— Short problem —
Pull out every line of the records that contains the string "rock", and copy each one unchanged. Treat uppercase and lowercase as different.
::: Data extract :::
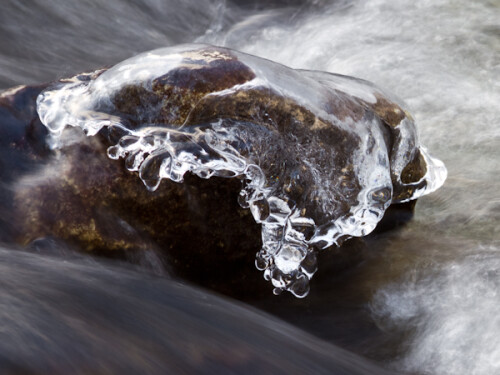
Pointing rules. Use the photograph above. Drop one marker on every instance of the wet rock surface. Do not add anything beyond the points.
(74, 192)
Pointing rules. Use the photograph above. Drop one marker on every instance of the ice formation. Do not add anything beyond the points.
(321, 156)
:::
::: Data extract :::
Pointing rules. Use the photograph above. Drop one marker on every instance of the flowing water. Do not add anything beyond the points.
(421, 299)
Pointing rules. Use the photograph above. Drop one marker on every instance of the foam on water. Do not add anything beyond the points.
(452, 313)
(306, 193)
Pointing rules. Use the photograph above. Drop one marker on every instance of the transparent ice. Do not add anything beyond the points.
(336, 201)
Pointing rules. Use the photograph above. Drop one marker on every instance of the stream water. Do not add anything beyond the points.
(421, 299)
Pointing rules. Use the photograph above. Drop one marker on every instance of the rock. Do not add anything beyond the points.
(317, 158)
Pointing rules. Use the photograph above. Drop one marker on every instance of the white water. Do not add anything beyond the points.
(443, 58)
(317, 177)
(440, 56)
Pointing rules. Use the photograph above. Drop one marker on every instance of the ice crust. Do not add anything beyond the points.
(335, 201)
:::
— Solution —
Pointing rules. Use the photograph above. Drop one marker on every instance of the wet rock surface. Do not add anything beyond the points.
Pointing rules. Use the photograph above. Drop one marker on every instance of the rock. Do not add anything beyond the points.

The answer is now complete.